[Point placement records]
--------------------
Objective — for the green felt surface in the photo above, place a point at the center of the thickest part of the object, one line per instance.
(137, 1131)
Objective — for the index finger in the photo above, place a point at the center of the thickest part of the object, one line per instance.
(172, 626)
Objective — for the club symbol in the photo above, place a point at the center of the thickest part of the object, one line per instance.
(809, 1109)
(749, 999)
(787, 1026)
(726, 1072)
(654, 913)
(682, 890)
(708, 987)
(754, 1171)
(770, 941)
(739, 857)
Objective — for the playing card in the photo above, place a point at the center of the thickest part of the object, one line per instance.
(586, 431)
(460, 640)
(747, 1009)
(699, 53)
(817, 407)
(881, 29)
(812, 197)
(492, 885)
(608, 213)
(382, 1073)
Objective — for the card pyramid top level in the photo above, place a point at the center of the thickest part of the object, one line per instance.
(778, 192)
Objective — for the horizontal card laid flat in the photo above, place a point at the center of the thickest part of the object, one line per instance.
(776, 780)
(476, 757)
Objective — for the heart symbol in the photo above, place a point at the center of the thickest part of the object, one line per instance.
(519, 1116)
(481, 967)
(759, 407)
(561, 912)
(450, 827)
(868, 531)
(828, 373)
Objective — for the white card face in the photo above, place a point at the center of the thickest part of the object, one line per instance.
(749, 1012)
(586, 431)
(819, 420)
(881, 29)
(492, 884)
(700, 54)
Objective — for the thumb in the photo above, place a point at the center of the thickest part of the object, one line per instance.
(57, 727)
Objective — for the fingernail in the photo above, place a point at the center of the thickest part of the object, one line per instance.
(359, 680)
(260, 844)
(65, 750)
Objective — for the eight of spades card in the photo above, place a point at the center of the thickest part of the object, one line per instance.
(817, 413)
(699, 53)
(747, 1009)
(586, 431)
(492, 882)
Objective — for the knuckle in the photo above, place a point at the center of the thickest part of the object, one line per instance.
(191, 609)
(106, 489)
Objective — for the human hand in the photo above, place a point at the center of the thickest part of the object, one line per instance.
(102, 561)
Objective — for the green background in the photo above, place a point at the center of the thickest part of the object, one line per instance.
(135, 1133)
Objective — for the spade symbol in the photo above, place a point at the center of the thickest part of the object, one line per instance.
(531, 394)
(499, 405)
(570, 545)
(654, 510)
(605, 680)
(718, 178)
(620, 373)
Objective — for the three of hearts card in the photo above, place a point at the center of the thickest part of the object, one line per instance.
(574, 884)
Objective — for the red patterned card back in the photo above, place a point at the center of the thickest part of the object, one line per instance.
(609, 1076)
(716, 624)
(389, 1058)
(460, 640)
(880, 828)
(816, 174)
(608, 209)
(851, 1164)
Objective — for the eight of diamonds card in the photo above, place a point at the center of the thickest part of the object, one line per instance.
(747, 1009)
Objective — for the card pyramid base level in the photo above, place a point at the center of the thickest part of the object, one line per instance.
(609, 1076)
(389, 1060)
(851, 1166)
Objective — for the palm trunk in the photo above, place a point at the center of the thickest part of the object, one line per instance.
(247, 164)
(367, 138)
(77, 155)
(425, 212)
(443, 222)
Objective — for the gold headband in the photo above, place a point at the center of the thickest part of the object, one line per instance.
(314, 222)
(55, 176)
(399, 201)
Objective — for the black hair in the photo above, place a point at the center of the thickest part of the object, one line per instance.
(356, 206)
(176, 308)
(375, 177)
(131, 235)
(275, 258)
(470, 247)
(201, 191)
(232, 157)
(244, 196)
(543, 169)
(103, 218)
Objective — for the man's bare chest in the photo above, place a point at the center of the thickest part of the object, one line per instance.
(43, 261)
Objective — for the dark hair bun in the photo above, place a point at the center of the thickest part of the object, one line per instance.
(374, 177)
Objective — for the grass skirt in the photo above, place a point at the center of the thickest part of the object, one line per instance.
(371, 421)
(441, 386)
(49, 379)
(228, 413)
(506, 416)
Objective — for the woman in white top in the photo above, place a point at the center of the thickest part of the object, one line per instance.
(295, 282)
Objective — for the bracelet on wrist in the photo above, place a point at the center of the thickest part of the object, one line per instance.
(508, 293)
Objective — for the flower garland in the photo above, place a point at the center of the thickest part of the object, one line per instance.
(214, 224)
--------------------
• _Task to complete_: Reproduce exactly the line containing "Objective — for the eight of diamonds" and every line after it through the end of the records above, and nothing else.

• _Correct response_:
Objective — for the eight of diamonds card in the photo above, place a point at the center of the thickest part of the object, one line per instance.
(747, 1009)
Objective — for the card pyramid base level in the photo above, place a point at the center of the thickest part of the object, one line per instance.
(609, 1076)
(389, 1060)
(851, 1166)
Objective — for the palm trunk in the photo above, place a point at the center of the thickest part of the object, one line per instance.
(247, 164)
(367, 138)
(77, 155)
(425, 212)
(443, 222)
Objective — for the gold headband in the photo above, place a point at the center of the thickest part of the object, one line per instance.
(314, 222)
(55, 176)
(399, 201)
Objective — for the black hair in the photo above, place a point at the center of the thickest part of the object, one line per instance.
(356, 206)
(176, 308)
(375, 177)
(131, 235)
(275, 258)
(470, 247)
(201, 191)
(232, 157)
(244, 196)
(543, 169)
(103, 218)
Objective — for the man's bare chest in the photo above, place a point at the center of the thickest part of the object, one line per instance.
(43, 261)
Objective — for the dark hair bun in the photo above, place a point at the center of the thickest part of the object, one line per instance.
(374, 177)
Objective — for the grass skirt in the photo above, place a point at the center of the thickest part of the object, one line per instance.
(371, 421)
(441, 386)
(49, 379)
(228, 413)
(506, 416)
Objective — for the woman in white top in the photo above, place a point at the center of the thickest part of the object, one line per instance.
(295, 282)
Objective — for the bracelet on wrist in the photo above, place a point at the center of the thickest part of the object, one line per instance.
(508, 293)
Objective — for the flower garland in the photo above, place a point at the center of the thickest part of the object, one line per instance.
(214, 224)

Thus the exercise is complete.